→ WHAT YOU SHOULD DO: Go through the data below and transcribe it exactly. Omit the images.

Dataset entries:
###

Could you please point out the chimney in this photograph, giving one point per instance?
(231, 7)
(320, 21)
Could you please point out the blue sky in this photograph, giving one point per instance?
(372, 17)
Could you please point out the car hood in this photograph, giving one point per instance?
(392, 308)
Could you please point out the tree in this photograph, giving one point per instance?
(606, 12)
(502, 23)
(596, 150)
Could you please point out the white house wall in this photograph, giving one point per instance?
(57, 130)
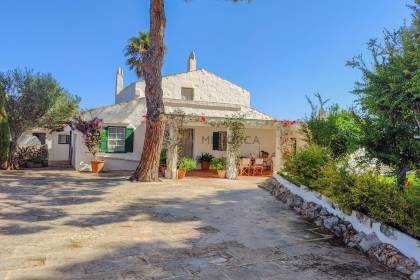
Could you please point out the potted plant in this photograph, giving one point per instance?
(91, 131)
(185, 164)
(219, 164)
(205, 160)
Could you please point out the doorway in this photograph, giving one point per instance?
(188, 143)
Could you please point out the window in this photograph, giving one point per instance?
(41, 137)
(116, 139)
(187, 93)
(219, 141)
(63, 139)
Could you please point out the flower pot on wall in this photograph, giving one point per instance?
(181, 173)
(97, 165)
(205, 165)
(221, 173)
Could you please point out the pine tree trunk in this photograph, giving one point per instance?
(402, 175)
(147, 169)
(4, 134)
(12, 162)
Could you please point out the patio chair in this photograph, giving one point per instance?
(258, 166)
(244, 166)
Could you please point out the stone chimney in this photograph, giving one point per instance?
(192, 62)
(119, 83)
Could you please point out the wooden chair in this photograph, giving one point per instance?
(258, 166)
(244, 166)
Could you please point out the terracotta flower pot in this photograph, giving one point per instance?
(221, 173)
(181, 173)
(205, 165)
(97, 165)
(162, 169)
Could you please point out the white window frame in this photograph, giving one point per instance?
(67, 139)
(116, 139)
(185, 92)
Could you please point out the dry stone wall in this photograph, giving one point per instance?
(386, 254)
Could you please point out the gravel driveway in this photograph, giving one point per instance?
(60, 224)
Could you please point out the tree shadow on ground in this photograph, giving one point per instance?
(44, 196)
(227, 233)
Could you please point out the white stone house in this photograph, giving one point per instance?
(58, 143)
(195, 92)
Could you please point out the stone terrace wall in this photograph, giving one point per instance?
(356, 231)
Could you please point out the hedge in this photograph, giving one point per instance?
(370, 193)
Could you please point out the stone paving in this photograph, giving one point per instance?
(60, 224)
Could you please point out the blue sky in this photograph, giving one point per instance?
(280, 50)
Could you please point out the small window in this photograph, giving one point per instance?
(219, 141)
(116, 139)
(63, 139)
(187, 93)
(41, 137)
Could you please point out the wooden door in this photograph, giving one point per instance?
(188, 143)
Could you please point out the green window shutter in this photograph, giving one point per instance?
(216, 140)
(103, 148)
(129, 140)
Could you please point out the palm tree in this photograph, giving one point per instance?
(146, 57)
(135, 51)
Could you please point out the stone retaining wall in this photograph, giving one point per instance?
(357, 230)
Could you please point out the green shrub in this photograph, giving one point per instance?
(305, 166)
(205, 157)
(372, 194)
(218, 163)
(187, 164)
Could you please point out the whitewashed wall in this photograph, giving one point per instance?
(57, 152)
(257, 140)
(207, 87)
(113, 161)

###

→ EXERCISE SOLUTION:
Could you please point out the chimney in this photograph, giving one point per instance?
(231, 7)
(320, 21)
Could you please point out the blue sky in this photograph, giving one point per instance?
(372, 17)
Could you please point out the car hood in this photograph, giving one point per instance?
(392, 308)
Could you please point out the tree in this photograph, giving one point per instance?
(606, 12)
(502, 23)
(596, 150)
Could you please point out the white house wall in this photograph, giving one point per instance?
(57, 130)
Could you please point out the potted plant in this photograph, giving one point per instance?
(91, 131)
(185, 164)
(219, 164)
(205, 160)
Could you please point out the doorway in this photograph, giving one point per instance?
(188, 143)
Could you please point out the window in this photograph, giving one point per instance?
(41, 137)
(116, 139)
(187, 93)
(219, 141)
(63, 139)
Could you please point out the flower pot on wall in this photograph, giving one point per instance?
(181, 173)
(97, 165)
(205, 165)
(221, 173)
Could you please point out the pine tree trunk in this photograph, giving one point per instance?
(402, 175)
(147, 169)
(4, 134)
(12, 162)
Could you please point out the patio chair in this photograph, giving one point per instance?
(258, 166)
(244, 166)
Could you please point out the stone chimney in this photograph, giving one point per instance?
(192, 62)
(119, 83)
Could you please point out the wooden chair in this photograph, giving one point per instance?
(258, 166)
(244, 166)
Could you please point out the terracotta flower pot in this photograph, giving one point per instance?
(221, 173)
(181, 173)
(205, 165)
(97, 165)
(162, 169)
Could you please point out the white window frame in this photograph, giving one point per instance?
(67, 139)
(116, 139)
(185, 92)
Could you please point out the dry stone wall in this photograph, giving one point per instance?
(386, 254)
Could you please point out the gravel driveway in this photograph, giving one point per instance?
(60, 224)
Could you please point out the tree shadow on ground in this photograph, giving one point per instance?
(44, 196)
(227, 233)
Could you please point out the white stone house in this photograph, giving one point per instance?
(58, 143)
(195, 92)
Could you please point out the stone terrace wall in this photograph, giving one point per instance?
(356, 231)
Could you please point out the hedge in this photograph, giving one point per instance?
(370, 193)
Could you please point out the stone paving in this photograph, giving one point per instance?
(60, 224)
Could you please point out the blue sky in this photograph, giving one point per instance?
(280, 50)
Could you please point out the small window in this photograph, giving one point per instance?
(219, 141)
(116, 139)
(63, 139)
(187, 93)
(41, 137)
Could you please point out the wooden door in this photograph, giving one point per instance?
(188, 143)
Could you please point out the green window shutter in this photograph, giving one point per instance?
(216, 140)
(103, 148)
(129, 140)
Could you please point out the palm tree in this photograph, giving one point per instance?
(146, 57)
(135, 51)
Could you please point out the stone retaining wall in this photograph, giving one point per instance?
(357, 230)
Could you please point out the green shrub in this photograph, giving one point per instance?
(305, 166)
(205, 157)
(372, 194)
(218, 163)
(187, 164)
Could you please point out the whitewashed wall in this photograph, giving one point per instance?
(57, 152)
(257, 140)
(207, 87)
(113, 161)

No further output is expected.